TEXT PROVIDED:
++++++++++++++++++++

The speed of data transfer between GPU and CPU

In my memory, PCIE 1.016 can achieve 4GB/s transferring data between GPU and CPU.
But in my experiment, It spend 0.322ms to transfer a 368
288 image(32 bit one pixel, 423936Bytes) from GPU to CPU, which means that the speed is only 1.3GB/s.
I allocate the GPU memory using the function cudaMalloc, and use the following code to calculate the speed.
int num =1000;

CUDA_SAFE_CALL( cudaThreadSynchronize() );
CUT_SAFE_CALL( cutResetTimer(hTimer) );
CUT_SAFE_CALL( cutStartTimer(hTimer) );

for(int i = 0; i < num; i ++)

++++++++++++++++++++

INSTRUCTIONS FOR THE TASK: Continue the post on GPU-to-CPU transfer speed, starting right after its last line.

PROVIDED INFORMATION:
++++++++++++++++++++

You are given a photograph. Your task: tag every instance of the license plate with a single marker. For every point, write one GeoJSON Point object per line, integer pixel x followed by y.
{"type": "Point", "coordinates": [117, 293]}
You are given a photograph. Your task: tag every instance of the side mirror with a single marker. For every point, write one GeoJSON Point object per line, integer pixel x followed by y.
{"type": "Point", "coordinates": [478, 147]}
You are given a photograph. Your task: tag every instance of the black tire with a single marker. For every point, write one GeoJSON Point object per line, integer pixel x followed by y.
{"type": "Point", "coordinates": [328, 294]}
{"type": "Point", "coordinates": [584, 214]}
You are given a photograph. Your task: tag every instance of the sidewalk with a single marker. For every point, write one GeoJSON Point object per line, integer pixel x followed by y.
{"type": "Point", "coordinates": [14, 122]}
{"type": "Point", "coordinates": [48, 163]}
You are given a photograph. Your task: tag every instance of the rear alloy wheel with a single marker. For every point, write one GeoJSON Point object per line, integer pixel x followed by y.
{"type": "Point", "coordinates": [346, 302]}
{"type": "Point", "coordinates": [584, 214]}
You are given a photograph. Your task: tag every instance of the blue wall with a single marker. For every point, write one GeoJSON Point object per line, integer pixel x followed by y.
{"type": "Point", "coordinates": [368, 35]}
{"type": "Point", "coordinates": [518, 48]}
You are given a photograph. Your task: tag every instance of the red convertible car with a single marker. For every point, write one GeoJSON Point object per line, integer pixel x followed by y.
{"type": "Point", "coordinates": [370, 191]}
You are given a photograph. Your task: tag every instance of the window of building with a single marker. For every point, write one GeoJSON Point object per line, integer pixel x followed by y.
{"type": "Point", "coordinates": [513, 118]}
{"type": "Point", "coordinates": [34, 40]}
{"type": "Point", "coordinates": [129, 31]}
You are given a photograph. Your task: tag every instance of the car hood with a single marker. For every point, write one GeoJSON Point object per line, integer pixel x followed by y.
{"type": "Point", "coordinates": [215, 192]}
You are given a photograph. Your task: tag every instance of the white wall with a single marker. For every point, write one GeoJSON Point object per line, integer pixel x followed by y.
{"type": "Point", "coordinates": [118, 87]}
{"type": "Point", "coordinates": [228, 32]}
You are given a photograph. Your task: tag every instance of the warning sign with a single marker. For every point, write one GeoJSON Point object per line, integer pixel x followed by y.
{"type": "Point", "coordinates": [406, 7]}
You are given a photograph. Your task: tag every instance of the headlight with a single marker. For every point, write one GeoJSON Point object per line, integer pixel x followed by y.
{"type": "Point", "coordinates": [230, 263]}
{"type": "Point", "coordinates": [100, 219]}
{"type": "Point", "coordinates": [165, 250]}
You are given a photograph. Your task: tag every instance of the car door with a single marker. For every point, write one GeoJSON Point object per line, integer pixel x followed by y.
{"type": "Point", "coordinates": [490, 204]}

++++++++++++++++++++

FINAL RESULT:
CUDA_SAFE_CALL( cudaMemcpy(d_Data, h_Data, DATA_SIZE, cudaMemcpyHostToDevice); //DATA_SIZE = 368 * 288 * sizeof(float);

CUDA_SAFE_CALL( cudaThreadSynchronize() );
CUT_SAFE_CALL( cutStopTimer(hTimer) );
gpuTime = cutGetTimerValue(hTimer) * 1.0 / num;
printf(“…data transfer() time: %f msecs; \n”, gpuTime);

So I am a little confused.

Could someone give me some advices?

Thank you very much!


I think it might be caused if you use pageable host memory instead of pinned (which is allocated using cuadaMallocHost()). Also your memory transfer size is not very optimal.

A quick way to check this is to run the bandwidthTest in two modes and look for the memory transfer closest to yours:
bandwidthTest --mode=shmoo --memory=pinned
bandwidthTest --mode=shmoo --memory=pageable

With pageable memory I am getting 2897.8 MB/s for 512k bytes, but ~ 5000 with pinned on PCI-E 2.0 x16


I have the same results like Demg.

But how can I use pinned memory with cudaMallocHost()?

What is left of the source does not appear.